* **Extract**:
▼
Acadia Gallery of Good and Bad Days

Several examples are presented below of the types of visibility days that tend to occur in Acadia National Park. These include clear days, "hazy" polluted days, and naturally-impaired days, such as those with heavy fog or thick clouds.

For each picture, fine particle (PM2.5) concentrations and relative humidity (RH) levels are provided for reference. These variables tend to have the biggest affect on visibility. Ozone concentrations and visual range estimates are also provided. Ozone is a clear gas, but has serious health effects and is a good indicator of the overall level of manmade air pollution during the time of the photo. Visual range is estimated by instruments at the park that provide a consistent set of data, but which sometimes differ from what a human would observe. The visual range calculation is based primarily on the amount of fine particles (PM2.5) in the air and on foggy days perceived visibility may be much lower than the calculated visual range.

Click on a picture to view a larger version.

Acadia: Clear Day Clear Day
October 29, 1999
Acadia: Clear Day Clear Day
November 8, 1999

This is a typical clean, clear day in Acadia. Note the crispness of the features on the horizon. These days will have low pollution levels and low humidity.
▲
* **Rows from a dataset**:
▼
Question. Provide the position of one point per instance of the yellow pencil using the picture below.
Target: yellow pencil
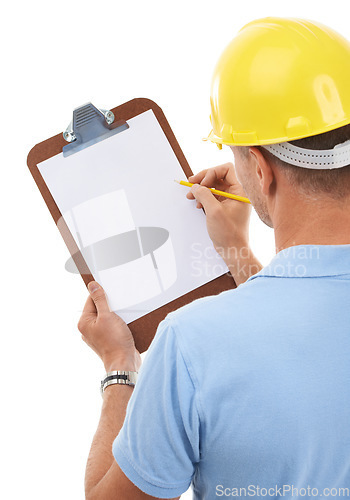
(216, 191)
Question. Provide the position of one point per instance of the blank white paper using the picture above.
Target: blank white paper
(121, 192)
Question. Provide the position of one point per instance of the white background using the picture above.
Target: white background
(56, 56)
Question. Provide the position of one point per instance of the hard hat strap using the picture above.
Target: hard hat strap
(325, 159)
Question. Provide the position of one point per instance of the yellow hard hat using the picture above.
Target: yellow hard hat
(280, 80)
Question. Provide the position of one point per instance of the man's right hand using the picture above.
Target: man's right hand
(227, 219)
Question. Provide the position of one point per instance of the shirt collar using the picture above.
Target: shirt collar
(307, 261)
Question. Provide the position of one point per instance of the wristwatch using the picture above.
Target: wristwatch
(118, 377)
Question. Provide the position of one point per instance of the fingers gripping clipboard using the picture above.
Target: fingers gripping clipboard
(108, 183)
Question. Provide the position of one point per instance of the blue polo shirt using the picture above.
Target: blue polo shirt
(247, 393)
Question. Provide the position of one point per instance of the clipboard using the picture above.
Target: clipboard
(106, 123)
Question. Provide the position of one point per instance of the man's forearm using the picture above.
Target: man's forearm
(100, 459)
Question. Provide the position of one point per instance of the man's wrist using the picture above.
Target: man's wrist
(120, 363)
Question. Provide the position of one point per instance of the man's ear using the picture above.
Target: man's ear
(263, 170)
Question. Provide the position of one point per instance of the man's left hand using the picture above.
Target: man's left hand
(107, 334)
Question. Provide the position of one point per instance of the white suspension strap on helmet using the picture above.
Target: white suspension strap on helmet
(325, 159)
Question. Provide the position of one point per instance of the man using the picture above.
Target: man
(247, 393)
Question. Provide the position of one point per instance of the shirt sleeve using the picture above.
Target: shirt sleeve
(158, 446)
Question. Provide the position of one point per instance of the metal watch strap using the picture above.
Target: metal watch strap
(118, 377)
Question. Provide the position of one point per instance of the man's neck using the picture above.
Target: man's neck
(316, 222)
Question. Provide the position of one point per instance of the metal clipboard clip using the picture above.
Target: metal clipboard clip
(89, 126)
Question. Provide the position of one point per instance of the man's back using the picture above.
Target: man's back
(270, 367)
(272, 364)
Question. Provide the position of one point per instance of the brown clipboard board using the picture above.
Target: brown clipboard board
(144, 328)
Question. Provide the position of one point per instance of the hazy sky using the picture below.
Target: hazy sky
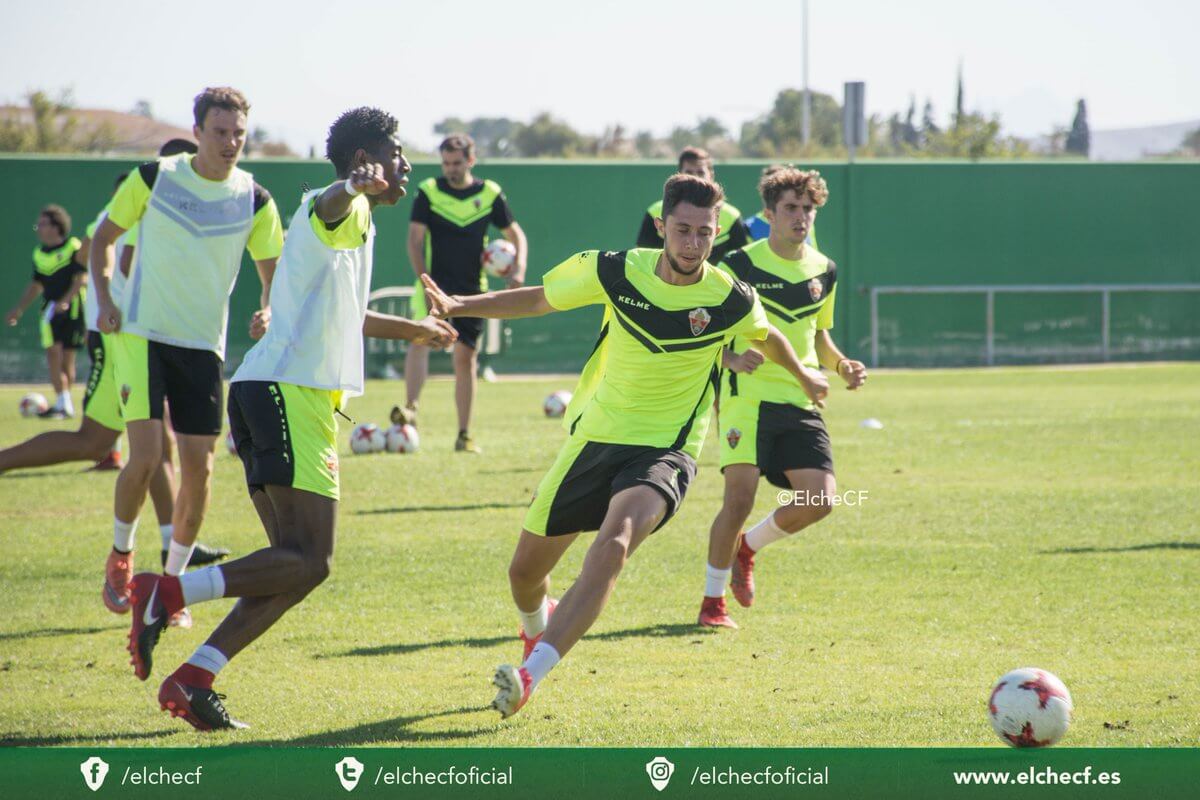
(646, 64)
▲
▼
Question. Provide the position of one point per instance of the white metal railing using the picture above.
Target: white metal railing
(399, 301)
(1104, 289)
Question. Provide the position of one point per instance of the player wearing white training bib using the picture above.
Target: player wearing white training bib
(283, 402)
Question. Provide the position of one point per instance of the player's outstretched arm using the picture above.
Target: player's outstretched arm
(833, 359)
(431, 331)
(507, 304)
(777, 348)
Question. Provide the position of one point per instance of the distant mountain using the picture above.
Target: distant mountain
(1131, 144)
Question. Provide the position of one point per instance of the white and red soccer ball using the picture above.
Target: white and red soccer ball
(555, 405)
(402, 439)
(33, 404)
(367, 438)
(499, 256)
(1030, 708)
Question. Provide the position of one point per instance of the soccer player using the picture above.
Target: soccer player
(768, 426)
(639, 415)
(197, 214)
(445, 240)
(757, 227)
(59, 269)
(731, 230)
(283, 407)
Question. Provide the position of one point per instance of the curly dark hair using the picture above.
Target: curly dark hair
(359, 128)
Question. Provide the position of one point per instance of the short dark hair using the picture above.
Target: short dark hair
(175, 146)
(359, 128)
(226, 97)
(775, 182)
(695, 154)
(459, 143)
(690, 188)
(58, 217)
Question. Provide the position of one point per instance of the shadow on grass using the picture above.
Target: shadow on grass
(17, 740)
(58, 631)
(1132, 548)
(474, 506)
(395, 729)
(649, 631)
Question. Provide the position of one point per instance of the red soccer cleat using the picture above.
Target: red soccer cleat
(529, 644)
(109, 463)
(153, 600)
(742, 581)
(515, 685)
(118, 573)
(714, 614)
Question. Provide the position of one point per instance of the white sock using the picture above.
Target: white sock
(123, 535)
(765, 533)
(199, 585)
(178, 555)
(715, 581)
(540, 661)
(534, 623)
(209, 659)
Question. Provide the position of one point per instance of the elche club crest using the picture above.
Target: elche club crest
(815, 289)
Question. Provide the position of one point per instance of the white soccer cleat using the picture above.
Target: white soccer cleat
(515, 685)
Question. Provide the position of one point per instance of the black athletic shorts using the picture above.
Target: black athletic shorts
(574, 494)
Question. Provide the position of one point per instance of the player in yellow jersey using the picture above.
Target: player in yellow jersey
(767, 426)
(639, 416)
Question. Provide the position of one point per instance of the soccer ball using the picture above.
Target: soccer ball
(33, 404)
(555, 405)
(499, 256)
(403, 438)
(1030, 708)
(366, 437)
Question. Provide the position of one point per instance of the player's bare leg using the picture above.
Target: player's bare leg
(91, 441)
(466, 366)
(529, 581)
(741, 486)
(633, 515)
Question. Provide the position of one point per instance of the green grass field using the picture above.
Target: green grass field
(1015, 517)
▲
▼
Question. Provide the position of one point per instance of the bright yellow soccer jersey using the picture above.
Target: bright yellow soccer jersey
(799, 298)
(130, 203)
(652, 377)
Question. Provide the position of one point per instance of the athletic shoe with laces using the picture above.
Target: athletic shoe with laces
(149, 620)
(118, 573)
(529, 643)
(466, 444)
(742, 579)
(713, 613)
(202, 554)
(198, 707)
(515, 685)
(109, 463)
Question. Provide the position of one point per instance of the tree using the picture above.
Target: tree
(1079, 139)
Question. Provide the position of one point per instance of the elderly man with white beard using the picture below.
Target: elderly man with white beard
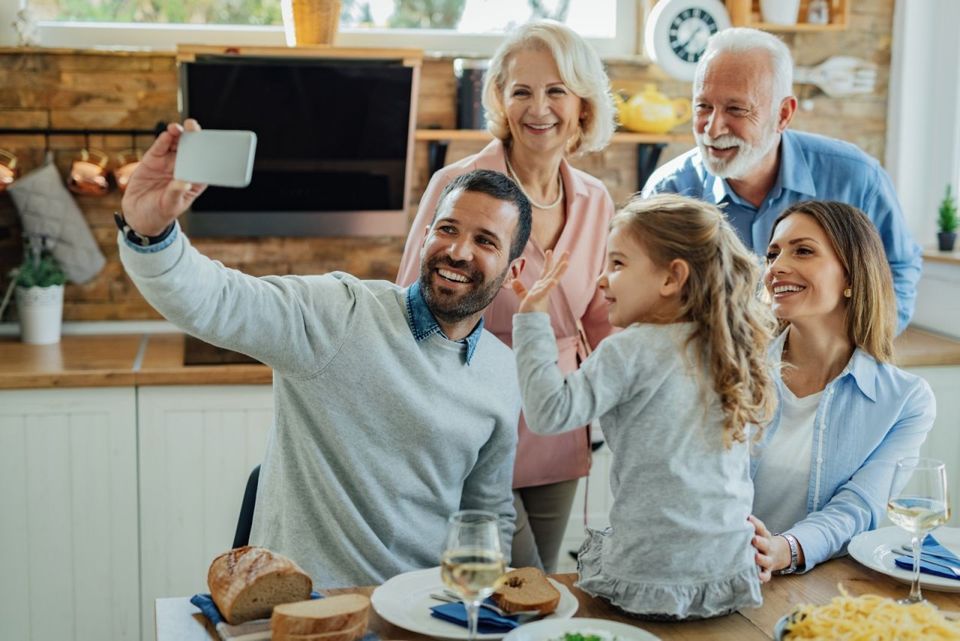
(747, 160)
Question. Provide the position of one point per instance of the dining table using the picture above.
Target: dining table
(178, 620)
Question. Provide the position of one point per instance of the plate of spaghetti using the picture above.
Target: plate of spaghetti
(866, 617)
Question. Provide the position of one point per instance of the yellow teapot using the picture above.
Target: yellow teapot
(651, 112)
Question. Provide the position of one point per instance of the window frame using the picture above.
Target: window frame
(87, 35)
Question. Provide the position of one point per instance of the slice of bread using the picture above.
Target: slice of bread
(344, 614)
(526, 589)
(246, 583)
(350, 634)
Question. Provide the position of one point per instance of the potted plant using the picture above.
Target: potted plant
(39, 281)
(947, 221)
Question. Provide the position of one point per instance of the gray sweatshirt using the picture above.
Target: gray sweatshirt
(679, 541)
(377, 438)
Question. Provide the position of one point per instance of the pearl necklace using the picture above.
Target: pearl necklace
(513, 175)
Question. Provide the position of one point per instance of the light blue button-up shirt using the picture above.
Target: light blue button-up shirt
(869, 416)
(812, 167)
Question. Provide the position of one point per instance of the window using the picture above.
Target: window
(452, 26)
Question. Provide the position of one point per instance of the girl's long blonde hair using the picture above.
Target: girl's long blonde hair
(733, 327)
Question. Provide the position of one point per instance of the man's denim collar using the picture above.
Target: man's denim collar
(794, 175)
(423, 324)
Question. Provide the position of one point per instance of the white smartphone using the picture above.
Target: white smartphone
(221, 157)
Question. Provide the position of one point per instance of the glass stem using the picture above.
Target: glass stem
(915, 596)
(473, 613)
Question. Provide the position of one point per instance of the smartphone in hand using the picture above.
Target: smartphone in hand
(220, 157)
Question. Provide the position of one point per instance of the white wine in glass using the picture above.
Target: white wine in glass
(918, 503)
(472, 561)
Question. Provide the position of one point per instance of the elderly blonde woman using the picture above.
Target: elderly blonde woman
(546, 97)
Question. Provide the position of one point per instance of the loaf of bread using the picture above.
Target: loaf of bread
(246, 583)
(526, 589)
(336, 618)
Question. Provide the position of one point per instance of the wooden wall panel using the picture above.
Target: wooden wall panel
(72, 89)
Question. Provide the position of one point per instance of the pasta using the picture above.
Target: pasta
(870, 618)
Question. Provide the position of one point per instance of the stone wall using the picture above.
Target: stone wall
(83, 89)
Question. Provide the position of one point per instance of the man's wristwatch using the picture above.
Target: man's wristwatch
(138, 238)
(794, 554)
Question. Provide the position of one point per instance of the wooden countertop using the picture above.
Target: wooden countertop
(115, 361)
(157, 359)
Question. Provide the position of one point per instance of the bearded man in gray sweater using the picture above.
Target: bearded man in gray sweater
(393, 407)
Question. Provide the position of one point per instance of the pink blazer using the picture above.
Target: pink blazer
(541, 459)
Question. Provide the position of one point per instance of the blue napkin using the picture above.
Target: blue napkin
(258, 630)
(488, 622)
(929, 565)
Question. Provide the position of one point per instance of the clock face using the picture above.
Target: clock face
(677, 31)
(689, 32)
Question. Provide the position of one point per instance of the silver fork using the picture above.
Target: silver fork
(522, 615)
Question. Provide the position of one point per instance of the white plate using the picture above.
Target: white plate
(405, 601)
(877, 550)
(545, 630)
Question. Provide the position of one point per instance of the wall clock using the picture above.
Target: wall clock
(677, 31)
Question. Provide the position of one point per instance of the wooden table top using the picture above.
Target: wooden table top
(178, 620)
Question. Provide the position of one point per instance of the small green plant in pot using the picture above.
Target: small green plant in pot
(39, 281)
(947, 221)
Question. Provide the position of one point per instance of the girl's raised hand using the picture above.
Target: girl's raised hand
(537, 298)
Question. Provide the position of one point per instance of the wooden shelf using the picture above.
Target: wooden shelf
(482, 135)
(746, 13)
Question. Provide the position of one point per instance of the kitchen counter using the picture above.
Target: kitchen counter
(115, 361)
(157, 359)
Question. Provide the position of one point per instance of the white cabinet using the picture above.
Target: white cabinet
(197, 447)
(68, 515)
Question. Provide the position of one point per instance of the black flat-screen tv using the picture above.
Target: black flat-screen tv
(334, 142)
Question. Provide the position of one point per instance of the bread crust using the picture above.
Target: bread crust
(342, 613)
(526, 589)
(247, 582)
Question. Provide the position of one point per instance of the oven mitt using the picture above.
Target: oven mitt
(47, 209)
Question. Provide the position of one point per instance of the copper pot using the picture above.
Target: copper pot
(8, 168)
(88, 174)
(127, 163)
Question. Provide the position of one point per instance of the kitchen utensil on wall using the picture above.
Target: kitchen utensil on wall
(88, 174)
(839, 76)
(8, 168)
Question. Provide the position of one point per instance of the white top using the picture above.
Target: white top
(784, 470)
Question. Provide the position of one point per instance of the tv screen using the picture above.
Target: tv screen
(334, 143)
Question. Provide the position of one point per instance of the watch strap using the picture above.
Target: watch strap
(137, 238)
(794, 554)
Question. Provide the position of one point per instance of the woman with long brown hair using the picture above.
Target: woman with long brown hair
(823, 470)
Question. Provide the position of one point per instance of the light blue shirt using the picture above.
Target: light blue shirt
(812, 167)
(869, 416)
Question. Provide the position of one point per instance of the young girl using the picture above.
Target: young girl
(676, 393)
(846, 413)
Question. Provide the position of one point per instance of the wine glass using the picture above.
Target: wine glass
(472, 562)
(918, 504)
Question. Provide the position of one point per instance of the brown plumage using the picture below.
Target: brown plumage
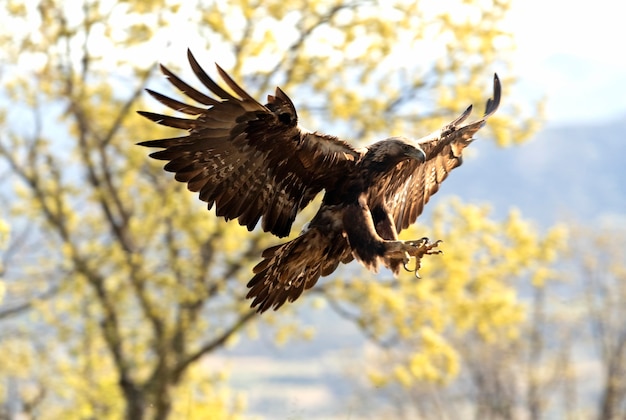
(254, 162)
▲
* **Task description**: From the text on Acadia visibility days, output the passage starting at "This is a typical" and ending at "and low humidity.", copied word for word.

* **Response to this task**:
This is a typical clean, clear day in Acadia. Note the crispness of the features on the horizon. These days will have low pollution levels and low humidity.